* _Task brief_
Decide whether each statement agrees with the article on breast cancer costs below, and give yes or no with the article's deciding words quoted exactly. (a) The gene test Lynne McGregor paid for was subsidised by Medicare. (b) The report on the financial impact of breast cancer was prepared by Deloitte Access Economics. (c) The out-of-pocket figures in the report included lost wages from time off work.

* _Extract_
Breakthrough report counts cost of breast cancer

Testing times: After surgery for breast cancer in 2015, Albion Park's Lynne McGregor paid for a gene test which helped her avoid chemotherapy - but it didn't come cheap. Picture: Sylvia Liber
Testing times: After surgery for breast cancer in 2015, Albion Park's Lynne McGregor paid for a gene test which helped her avoid chemotherapy - but it didn't come cheap. Picture: Sylvia Liber

Albion Park’s Lynne McGregor was told a simple test could predict the risk of her cancer returning – but it came at a cost.

Her specialist told her Oncotype DX testing cost between $4000 and $5000 – but if it indicated a low risk it would mean the 70-year-old could avoid chemotherapy.

She paid the cost – and it was worth it. A low score saved her from undergoing debilitating chemotherapy.

But she’s concerned that the cost would be prohibitive to many – not allowing them to make informed decisions about their treatment.

‘’I’d survived thyroid cancer and then I was diagnosed with breast cancer in 2015,’’ Mrs McGregor said.

‘’After a mastectomy, I was told about the test which is completed in the US, and so not subsidised by Medicare or private health funds.

‘’I was retired and had a supportive husband so was able to afford it – and got a good result. But for those who can’t afford it – for young families or single people already struggling, it just wouldn’t be an option.’’ 

Mrs McGregor’s story features in a new Breast Cancer Network Australia (BCNA) campaign that shines a spotlight on the financial impact of a breast cancer diagnosis on women and their families.

The BCNA today released a report The Financial Impact of Breast Cancer –  prepared by Deloitte Access Economics – which is the first of its kind in Australia.

It found that women typically pay around $5000 in out-of-pocket costs in the five years after their diagnosis, with the majority of this in the first two years.

The range of costs was highly variable, with some (12 per cent) having no out-of-pocket costs and one quarter of women paying out more than $17,200.

The figures did not take into account lost wages if a woman needed to take time off work or reduce her hours due to treatment. However BCNA CEO Christine Nolan said the report showed the total number of household hours worked dropped by 50 per cent in the first year after diagnosis.

‘’Our report shows that time away from work can continue beyond the first year after a breast cancer diagnosis and this can significantly impact a household’s financial situation,’’ she said.

* _Recorded data_
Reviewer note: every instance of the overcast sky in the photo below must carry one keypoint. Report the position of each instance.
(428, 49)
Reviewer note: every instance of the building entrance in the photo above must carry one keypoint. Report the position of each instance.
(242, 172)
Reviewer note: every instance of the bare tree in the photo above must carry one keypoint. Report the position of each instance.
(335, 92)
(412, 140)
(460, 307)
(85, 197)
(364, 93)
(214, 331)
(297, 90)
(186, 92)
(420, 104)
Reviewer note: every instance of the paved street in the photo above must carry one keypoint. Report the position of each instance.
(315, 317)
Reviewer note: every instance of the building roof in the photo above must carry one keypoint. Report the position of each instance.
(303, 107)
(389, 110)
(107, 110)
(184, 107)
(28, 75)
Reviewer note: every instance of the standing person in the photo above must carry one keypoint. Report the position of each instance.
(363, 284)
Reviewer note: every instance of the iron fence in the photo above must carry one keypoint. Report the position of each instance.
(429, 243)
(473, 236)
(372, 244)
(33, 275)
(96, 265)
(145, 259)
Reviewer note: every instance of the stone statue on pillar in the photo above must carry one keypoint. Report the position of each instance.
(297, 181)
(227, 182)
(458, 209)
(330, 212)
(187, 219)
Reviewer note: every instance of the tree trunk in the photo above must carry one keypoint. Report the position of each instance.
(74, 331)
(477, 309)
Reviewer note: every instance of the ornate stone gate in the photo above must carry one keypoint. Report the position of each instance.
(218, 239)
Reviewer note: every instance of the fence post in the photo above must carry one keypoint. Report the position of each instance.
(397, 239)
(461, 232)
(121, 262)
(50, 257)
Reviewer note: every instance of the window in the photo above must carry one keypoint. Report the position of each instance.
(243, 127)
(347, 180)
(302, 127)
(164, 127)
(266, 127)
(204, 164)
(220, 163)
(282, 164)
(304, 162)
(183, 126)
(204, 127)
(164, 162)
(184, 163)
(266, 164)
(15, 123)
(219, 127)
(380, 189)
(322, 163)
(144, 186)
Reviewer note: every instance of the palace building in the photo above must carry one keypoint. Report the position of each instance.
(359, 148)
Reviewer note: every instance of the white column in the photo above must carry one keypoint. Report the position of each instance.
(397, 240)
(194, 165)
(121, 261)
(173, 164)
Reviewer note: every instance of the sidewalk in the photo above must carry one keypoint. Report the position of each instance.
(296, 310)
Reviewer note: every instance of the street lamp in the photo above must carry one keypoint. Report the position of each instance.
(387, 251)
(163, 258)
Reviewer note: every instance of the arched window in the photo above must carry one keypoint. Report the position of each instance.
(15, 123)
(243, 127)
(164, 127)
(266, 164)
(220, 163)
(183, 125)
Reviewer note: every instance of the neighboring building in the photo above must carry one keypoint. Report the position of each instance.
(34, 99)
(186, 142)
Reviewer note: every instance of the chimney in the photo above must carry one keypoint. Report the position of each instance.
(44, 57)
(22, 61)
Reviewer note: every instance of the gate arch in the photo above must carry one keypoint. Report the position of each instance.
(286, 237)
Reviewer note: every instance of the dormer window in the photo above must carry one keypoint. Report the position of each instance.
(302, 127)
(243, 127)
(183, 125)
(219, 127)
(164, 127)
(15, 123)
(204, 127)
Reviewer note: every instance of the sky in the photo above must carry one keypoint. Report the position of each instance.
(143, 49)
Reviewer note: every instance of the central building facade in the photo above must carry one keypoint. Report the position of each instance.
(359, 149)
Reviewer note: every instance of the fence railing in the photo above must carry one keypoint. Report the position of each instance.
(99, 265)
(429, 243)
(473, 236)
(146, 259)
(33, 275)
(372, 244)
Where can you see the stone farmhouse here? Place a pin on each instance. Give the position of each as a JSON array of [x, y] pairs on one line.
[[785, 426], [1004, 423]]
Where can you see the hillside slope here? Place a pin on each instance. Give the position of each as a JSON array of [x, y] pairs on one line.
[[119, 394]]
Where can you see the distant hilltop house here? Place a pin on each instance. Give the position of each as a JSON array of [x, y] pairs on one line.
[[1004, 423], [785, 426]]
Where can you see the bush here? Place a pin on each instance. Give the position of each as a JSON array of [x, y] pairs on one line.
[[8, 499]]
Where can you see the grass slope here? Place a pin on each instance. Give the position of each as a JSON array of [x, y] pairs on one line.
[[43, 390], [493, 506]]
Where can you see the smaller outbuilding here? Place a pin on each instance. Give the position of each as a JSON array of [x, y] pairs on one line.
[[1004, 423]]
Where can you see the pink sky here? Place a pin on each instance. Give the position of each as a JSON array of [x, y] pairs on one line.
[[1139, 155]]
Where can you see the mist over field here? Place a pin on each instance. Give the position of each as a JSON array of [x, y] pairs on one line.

* _Exercise response_
(a) No: "not subsidised by Medicare or private health funds"
(b) Yes: "prepared by Deloitte Access Economics"
(c) No: "The figures did not take into account lost wages"